═══ Extracted material

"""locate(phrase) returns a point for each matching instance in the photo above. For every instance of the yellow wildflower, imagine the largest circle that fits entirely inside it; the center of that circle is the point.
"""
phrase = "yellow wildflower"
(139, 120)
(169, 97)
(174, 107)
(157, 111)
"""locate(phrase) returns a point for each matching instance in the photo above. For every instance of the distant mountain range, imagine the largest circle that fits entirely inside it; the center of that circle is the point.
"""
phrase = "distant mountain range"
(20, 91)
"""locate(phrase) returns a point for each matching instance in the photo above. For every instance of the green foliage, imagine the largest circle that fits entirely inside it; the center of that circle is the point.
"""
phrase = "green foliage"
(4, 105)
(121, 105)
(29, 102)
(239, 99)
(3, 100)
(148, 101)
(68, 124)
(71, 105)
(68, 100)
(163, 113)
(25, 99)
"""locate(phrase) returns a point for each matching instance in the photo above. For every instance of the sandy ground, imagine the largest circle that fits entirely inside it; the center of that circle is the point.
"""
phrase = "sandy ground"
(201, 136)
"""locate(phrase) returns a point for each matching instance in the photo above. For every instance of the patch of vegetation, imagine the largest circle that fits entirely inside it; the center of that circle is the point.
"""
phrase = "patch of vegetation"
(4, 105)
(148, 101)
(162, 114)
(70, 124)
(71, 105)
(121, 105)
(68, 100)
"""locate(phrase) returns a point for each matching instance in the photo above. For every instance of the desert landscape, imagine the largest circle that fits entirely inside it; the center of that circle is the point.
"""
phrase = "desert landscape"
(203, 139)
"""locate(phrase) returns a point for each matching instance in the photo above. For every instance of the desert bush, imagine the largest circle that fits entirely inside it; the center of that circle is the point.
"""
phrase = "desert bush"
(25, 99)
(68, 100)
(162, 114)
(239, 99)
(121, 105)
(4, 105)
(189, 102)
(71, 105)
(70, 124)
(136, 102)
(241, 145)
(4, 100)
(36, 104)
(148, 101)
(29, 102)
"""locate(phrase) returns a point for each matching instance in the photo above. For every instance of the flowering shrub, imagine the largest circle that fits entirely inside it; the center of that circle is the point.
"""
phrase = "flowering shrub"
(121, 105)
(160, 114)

══════

■ Problem statement ■
Copy out the data word for word, starting at the line containing "desert bush, imagine" and ending with the final line of the data, including both ends.

■ Completed task ■
"""locate(phrase) returns a point for each matching instance in the photo above. For every instance of the desert bush, imagine the largest circle that fits entirely inside it; the center of that circle is the point.
"""
phrase = "desert bush"
(25, 99)
(68, 100)
(162, 114)
(239, 99)
(121, 105)
(4, 105)
(189, 102)
(71, 105)
(70, 124)
(136, 102)
(241, 145)
(4, 100)
(36, 104)
(148, 101)
(29, 102)
"""locate(phrase) returns a point for each matching instance in the photo above. For every instance of the flowering shrub, imagine the largest circle that fits entirely inside it; the center of that circle is the point.
"""
phrase = "flowering shrub"
(121, 105)
(160, 114)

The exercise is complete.